(Data items)

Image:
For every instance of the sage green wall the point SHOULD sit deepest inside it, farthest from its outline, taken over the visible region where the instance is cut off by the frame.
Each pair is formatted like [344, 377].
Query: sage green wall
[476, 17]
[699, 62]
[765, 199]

■ EXERCISE DETAILS ■
Print the entries again so that each one matches exactly.

■ RESULT BELOW ■
Image:
For every instance of the sage green wall the point SHOULD sit deepest inside it, farthest from its outline, taken over the visible region where the instance is cut off by the frame.
Each pair is formatted like [344, 377].
Query: sage green wall
[476, 17]
[699, 62]
[765, 199]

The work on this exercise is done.